### WRITTEN REQUEST
Take the line that contains "shape [[467, 182]]." as the first and the last line of the material as the final one; set down exactly the lines in that span.

Object point labels:
◆ ◆ ◆
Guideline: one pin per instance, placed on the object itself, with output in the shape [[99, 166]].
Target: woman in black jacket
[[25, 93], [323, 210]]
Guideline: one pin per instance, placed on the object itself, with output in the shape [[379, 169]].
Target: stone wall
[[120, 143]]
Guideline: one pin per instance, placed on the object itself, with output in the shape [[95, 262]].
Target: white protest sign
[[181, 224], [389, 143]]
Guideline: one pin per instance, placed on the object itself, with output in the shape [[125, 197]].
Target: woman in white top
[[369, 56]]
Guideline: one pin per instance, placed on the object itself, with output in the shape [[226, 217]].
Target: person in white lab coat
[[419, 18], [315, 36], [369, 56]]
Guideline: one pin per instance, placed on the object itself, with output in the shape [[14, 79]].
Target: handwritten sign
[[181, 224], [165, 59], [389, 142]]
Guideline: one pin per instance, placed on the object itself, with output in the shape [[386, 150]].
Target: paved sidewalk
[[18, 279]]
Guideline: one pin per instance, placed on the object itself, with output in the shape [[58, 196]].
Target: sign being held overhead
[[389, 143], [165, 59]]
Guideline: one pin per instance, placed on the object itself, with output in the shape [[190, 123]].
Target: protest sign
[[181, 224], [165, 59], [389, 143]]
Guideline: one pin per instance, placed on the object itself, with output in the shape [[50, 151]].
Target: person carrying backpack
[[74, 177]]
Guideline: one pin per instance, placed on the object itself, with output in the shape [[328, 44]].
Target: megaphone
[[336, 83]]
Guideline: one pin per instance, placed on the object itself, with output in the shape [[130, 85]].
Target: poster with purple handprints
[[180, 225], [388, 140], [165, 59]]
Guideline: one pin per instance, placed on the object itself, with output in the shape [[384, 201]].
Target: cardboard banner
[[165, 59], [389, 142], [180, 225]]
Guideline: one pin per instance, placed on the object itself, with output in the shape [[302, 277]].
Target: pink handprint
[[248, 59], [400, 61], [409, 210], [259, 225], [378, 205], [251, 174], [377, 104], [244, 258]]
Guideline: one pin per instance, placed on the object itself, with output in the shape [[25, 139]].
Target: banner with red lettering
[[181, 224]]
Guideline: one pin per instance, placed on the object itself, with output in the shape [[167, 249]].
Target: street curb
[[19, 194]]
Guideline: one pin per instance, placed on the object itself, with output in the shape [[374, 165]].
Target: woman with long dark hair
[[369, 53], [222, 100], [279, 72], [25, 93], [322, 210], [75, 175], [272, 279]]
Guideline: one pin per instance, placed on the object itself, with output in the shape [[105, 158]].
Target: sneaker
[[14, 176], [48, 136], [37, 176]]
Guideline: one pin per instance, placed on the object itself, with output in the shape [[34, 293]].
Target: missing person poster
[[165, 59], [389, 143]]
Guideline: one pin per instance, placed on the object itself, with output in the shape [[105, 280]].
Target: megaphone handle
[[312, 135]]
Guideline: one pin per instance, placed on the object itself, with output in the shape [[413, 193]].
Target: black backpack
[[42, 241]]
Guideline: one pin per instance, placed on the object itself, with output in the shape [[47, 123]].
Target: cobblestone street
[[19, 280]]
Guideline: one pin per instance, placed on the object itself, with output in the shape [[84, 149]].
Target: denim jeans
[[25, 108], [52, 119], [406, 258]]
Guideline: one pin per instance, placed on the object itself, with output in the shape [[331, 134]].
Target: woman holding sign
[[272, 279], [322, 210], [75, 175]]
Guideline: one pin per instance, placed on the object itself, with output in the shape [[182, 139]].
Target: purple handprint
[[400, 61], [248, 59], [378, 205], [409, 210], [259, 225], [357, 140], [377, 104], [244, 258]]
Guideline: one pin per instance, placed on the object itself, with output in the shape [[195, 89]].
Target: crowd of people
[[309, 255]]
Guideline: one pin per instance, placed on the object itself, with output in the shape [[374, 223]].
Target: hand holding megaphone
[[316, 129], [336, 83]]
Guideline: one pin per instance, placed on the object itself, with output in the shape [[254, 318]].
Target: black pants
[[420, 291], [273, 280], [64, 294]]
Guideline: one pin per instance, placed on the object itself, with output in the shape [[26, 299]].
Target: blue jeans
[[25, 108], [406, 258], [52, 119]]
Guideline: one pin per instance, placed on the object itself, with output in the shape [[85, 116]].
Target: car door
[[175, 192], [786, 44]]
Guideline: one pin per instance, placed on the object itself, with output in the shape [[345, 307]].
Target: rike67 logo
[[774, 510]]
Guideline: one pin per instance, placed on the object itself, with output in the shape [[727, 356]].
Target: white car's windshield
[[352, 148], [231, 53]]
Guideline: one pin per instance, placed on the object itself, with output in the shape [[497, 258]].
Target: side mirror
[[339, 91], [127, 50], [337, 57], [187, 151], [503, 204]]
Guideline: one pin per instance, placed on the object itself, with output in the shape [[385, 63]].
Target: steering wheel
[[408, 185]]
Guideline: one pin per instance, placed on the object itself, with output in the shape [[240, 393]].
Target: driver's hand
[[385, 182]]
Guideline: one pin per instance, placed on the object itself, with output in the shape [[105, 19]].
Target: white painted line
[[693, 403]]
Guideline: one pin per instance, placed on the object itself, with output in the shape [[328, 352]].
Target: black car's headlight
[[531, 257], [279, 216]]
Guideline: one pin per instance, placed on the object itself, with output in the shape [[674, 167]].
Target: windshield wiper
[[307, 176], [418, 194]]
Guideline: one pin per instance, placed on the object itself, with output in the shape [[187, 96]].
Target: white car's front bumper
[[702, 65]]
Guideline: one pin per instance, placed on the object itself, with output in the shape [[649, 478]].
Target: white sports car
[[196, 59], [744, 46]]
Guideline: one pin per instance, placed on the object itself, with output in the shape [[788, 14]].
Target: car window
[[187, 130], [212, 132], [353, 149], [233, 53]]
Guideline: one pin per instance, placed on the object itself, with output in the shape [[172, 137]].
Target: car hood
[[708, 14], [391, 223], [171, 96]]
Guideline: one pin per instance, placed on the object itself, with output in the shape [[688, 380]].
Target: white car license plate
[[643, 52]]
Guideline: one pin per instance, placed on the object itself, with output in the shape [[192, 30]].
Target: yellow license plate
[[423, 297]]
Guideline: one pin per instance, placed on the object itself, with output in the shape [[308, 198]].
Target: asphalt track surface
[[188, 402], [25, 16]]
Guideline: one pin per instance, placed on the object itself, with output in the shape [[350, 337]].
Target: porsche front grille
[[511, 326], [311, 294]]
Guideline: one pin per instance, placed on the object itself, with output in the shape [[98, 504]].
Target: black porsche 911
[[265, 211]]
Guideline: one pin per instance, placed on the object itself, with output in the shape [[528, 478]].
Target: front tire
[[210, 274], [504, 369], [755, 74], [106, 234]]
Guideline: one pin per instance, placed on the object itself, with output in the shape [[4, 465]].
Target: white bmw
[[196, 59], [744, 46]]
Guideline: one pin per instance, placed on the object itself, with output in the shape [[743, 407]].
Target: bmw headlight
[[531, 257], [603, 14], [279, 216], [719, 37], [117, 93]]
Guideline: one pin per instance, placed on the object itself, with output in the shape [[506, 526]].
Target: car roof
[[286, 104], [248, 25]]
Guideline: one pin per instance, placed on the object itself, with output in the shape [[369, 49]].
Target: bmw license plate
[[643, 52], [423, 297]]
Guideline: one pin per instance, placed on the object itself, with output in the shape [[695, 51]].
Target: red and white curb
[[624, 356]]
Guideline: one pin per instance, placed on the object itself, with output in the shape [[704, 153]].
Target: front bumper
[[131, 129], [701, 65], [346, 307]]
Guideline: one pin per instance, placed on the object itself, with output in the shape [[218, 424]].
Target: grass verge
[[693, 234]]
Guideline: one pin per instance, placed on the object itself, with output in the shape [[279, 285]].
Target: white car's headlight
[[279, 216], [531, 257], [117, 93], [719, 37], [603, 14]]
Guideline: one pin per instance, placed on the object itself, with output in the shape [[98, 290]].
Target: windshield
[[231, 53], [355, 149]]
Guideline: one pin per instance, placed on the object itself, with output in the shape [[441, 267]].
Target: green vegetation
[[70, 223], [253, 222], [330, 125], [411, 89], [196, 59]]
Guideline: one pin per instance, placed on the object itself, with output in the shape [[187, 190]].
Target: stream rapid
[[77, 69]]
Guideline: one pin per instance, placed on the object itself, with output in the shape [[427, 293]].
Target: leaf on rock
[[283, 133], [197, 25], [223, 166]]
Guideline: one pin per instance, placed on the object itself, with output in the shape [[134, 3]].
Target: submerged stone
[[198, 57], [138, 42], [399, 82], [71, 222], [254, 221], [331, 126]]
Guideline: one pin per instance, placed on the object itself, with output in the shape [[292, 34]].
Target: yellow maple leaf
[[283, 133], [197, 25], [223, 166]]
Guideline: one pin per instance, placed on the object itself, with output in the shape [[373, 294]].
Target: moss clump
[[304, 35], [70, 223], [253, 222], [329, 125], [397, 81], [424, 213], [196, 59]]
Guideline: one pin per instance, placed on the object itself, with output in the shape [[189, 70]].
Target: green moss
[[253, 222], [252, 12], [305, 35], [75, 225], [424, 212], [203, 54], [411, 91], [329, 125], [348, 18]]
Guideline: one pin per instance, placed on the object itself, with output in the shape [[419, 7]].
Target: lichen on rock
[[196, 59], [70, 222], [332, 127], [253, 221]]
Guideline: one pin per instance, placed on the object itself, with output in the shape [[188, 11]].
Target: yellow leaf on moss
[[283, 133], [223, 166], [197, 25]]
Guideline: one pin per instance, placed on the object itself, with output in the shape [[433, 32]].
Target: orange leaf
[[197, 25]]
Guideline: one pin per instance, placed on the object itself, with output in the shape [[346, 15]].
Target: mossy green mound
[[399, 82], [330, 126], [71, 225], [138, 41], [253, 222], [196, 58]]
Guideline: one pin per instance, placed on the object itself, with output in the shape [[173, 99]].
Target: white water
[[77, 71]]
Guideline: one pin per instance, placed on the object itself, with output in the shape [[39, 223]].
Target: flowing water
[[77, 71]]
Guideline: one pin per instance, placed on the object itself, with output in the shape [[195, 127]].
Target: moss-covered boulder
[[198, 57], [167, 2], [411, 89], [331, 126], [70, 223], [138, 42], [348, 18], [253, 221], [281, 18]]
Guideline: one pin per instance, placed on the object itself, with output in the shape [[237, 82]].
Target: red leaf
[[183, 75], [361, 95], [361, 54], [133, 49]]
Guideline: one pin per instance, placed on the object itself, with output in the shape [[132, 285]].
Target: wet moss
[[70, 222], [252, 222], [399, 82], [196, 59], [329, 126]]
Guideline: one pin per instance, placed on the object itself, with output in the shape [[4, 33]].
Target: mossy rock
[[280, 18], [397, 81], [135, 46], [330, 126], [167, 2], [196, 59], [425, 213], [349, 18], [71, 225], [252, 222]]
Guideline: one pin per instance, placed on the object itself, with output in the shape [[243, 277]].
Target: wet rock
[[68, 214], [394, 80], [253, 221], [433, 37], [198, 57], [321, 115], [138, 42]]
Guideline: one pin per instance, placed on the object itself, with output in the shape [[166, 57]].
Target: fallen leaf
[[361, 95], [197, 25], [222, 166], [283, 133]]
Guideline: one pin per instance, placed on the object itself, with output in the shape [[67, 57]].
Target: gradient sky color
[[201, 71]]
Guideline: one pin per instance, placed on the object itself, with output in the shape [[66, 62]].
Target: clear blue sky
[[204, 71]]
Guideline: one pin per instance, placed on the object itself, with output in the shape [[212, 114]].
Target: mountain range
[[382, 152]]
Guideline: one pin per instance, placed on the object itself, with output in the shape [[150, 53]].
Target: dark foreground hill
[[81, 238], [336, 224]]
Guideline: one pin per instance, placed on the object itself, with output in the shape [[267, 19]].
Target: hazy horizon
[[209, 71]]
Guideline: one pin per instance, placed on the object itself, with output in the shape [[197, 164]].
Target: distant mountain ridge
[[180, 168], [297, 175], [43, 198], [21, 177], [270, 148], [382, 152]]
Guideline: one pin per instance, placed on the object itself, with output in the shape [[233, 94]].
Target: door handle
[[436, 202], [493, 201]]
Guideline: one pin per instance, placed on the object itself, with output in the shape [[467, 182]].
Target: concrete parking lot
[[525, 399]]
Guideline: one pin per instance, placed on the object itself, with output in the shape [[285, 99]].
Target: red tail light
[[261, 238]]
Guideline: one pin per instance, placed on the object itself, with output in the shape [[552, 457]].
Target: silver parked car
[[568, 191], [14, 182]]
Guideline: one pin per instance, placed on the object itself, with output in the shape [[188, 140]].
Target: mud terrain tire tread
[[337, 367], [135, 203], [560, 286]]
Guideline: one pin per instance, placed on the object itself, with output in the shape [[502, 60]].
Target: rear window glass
◆ ◆ ◆
### RESPONSE BELOW
Guideline: one pin per instance, placed on the object itself, with output in the shape [[467, 182]].
Target: concrete parking lot
[[525, 399]]
Guideline: one pin per instance, placed on the object itself, with output in the shape [[285, 99]].
Target: red tail light
[[261, 238]]
Guideline: one pin per instance, placed on the object itself, with output in the shape [[552, 457]].
Target: silver parked car
[[568, 191], [14, 182]]
Guideline: one pin per instance, placed on the object itself, with output in the shape [[188, 140]].
Target: mud terrain tire tread
[[337, 367], [135, 203], [560, 286]]
Guideline: one pin per instance, placed on the object itself, with output in the shape [[502, 60]].
Target: rear window glass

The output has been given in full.